Task instructions >> Go through the records below and set each one down exactly, leaving out any pictures.

+++ Source data

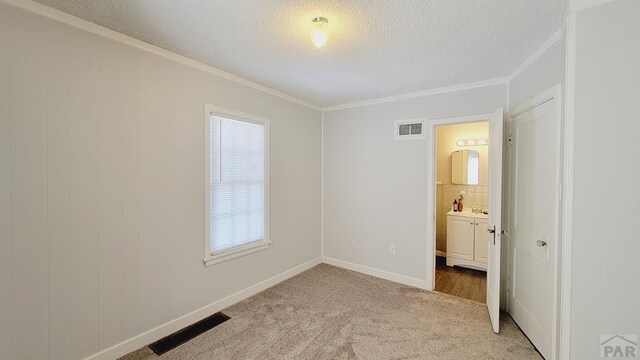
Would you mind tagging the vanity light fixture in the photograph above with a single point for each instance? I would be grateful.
(319, 31)
(472, 142)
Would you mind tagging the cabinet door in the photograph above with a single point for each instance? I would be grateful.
(460, 238)
(481, 241)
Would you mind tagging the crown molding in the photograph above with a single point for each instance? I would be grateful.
(577, 5)
(82, 24)
(413, 95)
(554, 39)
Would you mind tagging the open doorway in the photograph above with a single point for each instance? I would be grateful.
(462, 203)
(488, 233)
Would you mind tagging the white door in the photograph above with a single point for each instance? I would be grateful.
(482, 237)
(460, 238)
(534, 169)
(496, 124)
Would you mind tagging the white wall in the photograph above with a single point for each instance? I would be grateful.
(605, 291)
(543, 73)
(101, 189)
(375, 187)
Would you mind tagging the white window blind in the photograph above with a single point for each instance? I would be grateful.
(237, 183)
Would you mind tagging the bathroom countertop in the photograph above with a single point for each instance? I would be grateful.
(468, 213)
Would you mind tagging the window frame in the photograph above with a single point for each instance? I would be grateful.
(211, 258)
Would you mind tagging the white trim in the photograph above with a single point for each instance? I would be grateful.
(420, 136)
(413, 95)
(147, 337)
(322, 186)
(553, 93)
(431, 189)
(209, 257)
(555, 38)
(578, 5)
(564, 341)
(543, 97)
(82, 24)
(236, 252)
(382, 274)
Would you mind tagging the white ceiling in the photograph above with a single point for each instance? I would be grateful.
(377, 47)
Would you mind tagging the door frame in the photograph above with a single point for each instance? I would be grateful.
(431, 125)
(553, 93)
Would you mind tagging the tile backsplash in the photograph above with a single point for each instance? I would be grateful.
(477, 197)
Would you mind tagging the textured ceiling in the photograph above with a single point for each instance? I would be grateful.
(377, 47)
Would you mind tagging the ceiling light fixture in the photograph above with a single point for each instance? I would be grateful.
(319, 32)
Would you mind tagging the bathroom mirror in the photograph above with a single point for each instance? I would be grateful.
(465, 167)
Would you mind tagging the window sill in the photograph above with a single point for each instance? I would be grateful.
(236, 252)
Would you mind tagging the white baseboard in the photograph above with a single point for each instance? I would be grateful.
(172, 326)
(382, 274)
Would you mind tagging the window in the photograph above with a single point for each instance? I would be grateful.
(236, 184)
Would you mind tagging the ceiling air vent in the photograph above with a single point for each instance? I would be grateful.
(410, 130)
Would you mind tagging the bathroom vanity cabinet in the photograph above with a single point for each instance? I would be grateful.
(467, 239)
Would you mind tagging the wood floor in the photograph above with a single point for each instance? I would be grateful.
(465, 283)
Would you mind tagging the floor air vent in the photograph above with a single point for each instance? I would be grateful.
(182, 336)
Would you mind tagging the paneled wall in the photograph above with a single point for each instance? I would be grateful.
(102, 193)
(604, 290)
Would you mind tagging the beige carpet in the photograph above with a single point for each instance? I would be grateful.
(331, 313)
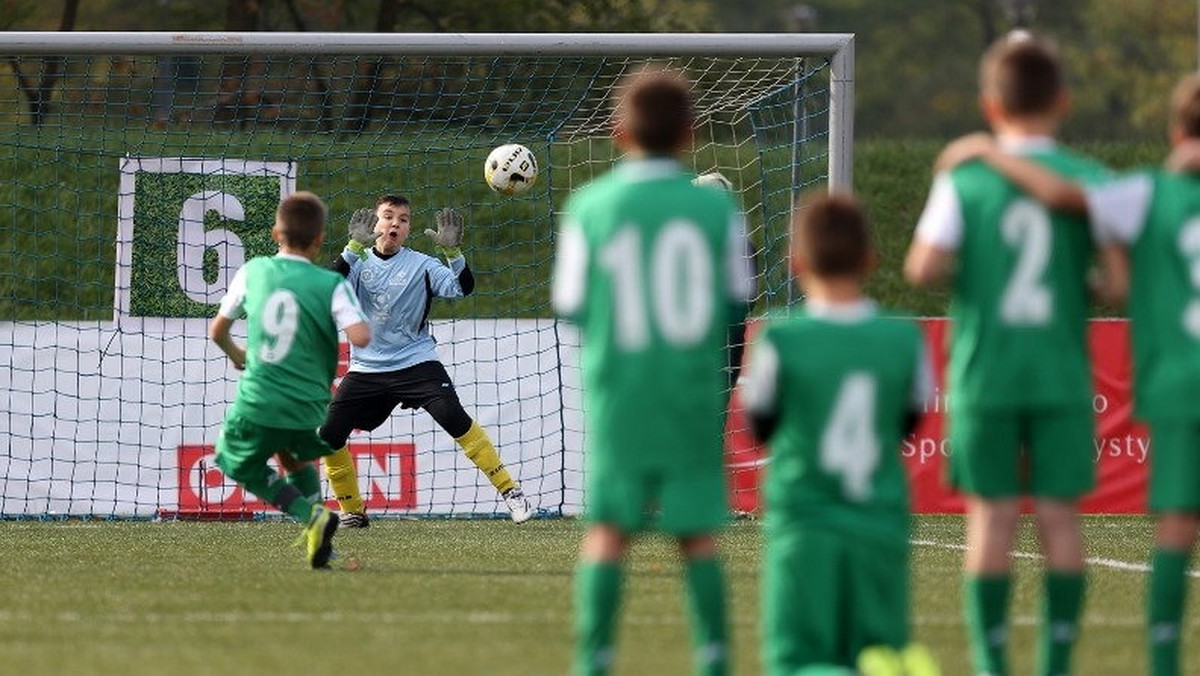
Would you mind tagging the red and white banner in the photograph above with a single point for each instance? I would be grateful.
(388, 470)
(1121, 446)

++++++

Written response >>
Would you mind tagging the vanity light fixture in the photograph above with a single point for each instance? I would be grateful.
(319, 31)
(472, 142)
Would you mind tagging the cabinet door in the photograph above with a single point for each instance? I would be grateful.
(460, 238)
(481, 241)
Would you mind tagging the crown molding in the photograph above with a single point for each instance? I would be grateful.
(577, 5)
(82, 24)
(413, 95)
(554, 39)
Would you mind tagging the open doorway in the photograph above with a single point for each instance? I would be grateful.
(462, 203)
(488, 233)
Would you mind tagging the white door in the photograph above with a single point for each instance? I would be grateful.
(482, 237)
(460, 238)
(534, 169)
(496, 124)
Would you mind tagging the white wall in the photograph above with a single point for each instance? I would be grateful.
(605, 291)
(543, 73)
(101, 189)
(375, 187)
Would you mind tagging the white window blind in the photograph above with a single point for each instance? I would be grateful.
(237, 183)
Would you mind tagging the bathroom countertop in the photograph above with a single point for each instance? I would be grateful.
(468, 213)
Would you mind tagging the window frame in the photograph above with a single point for each instance? I would be grateful.
(211, 258)
Would you mind tagging the white trim in the photograph above with a single point for each instance? I would be grateful.
(420, 136)
(413, 95)
(147, 337)
(322, 186)
(553, 93)
(431, 189)
(209, 257)
(555, 38)
(578, 5)
(564, 341)
(543, 97)
(82, 24)
(236, 252)
(382, 274)
Would you mind tagging the white ceiling in the photograph above with a single point for each instance? I would be grateful.
(377, 47)
Would you mind tagging the door frame in the photograph above with a single point for each instance? I would be grateful.
(431, 125)
(553, 93)
Would you mind tagging the tile backsplash in the photograph above with a single point for each instance? I would be grateful.
(477, 197)
Would you mind tagging the textured ceiling in the photograph above with a single point for each instance? I would be grateful.
(377, 47)
Would you mind tagging the ceiling light fixture in the photograph above with a single point for each instance? I would be grateful.
(319, 32)
Would you mind tagging the bathroom mirror in the photograph above with a single point for each instance? I would be grateful.
(465, 167)
Would you mind tagging the window sill in the photograph above with a single point for each instance? I would be grateful.
(236, 252)
Would you mind tagging the white baseboard in the photograph above with a single point for each instance? I would be grateful.
(172, 326)
(382, 274)
Would you mind tagging the window in the photograph above with a single point for each instance? I would be grateful.
(236, 184)
Would you mind tagging the ceiling air vent in the photograph above with a single point for each instance? I would be grateful.
(410, 130)
Would you mind tagging the bathroom vanity cabinet in the photograph above with a single point for each instance? I would be grateful.
(467, 239)
Would you mind tagging the wood floor in the photograph above with a single point for each instance? I would be grateful.
(465, 283)
Would you mind tagging the floor air vent in the photograph above with a single point for each instance? I would be grateful.
(182, 336)
Would you mind tagging the paneled wall in the photograph above with a single point for each instance? I would be grateful.
(102, 193)
(604, 290)
Would you mind tagging the beige carpet in the photograph above with a single point for each instance? I would be grateful.
(331, 313)
Would you mind tagging the red and white banner in the photograph above with a single point for each instance? I would be grateful.
(388, 470)
(1121, 446)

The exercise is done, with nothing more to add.